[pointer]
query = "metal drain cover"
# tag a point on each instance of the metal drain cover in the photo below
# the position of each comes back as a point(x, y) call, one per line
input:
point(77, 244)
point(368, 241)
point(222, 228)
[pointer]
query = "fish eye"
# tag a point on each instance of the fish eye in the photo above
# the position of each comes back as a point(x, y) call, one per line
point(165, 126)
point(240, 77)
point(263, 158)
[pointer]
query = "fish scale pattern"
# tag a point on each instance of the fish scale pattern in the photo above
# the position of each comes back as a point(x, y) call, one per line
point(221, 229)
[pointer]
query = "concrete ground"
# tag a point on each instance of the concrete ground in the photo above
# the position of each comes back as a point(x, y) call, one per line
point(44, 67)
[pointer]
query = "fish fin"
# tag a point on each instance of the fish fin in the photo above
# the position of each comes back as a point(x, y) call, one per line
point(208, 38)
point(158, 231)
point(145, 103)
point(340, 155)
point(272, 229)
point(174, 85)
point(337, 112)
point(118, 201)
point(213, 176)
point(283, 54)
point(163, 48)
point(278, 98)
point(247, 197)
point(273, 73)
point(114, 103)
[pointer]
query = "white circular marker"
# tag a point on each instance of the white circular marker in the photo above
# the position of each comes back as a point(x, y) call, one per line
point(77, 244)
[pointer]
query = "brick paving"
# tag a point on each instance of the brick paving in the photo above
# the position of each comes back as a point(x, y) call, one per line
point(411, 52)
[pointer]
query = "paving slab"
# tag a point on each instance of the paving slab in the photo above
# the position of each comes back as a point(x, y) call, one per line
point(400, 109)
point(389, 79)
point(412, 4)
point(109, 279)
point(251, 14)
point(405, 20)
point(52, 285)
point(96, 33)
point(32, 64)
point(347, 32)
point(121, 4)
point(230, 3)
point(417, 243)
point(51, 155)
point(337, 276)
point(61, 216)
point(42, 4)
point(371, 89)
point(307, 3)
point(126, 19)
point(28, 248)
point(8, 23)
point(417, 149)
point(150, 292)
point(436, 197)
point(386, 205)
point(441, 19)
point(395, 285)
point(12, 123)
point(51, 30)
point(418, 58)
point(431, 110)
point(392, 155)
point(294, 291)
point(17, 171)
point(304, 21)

- EXERCISE: Above are the records; please copy exactly their first line and each line after it through the line containing "# tag a point on each instance of the fish scale", and no line after that.

- ANSWER:
[pointer]
query = "metal drain cover"
# tag a point on each instance of the metal drain cover in the photo below
# the position of each comes back as a point(x, y) call, one per line
input:
point(77, 244)
point(368, 241)
point(222, 228)
[pointer]
query = "fish eye"
# tag a point on each instance of the fish eye in the photo above
# the position of each comes back as a point(x, y) call, one per line
point(165, 126)
point(240, 77)
point(263, 158)
[pointer]
query = "fish scale pattern"
# tag a point on each instance of the fish scale pattern in the photo above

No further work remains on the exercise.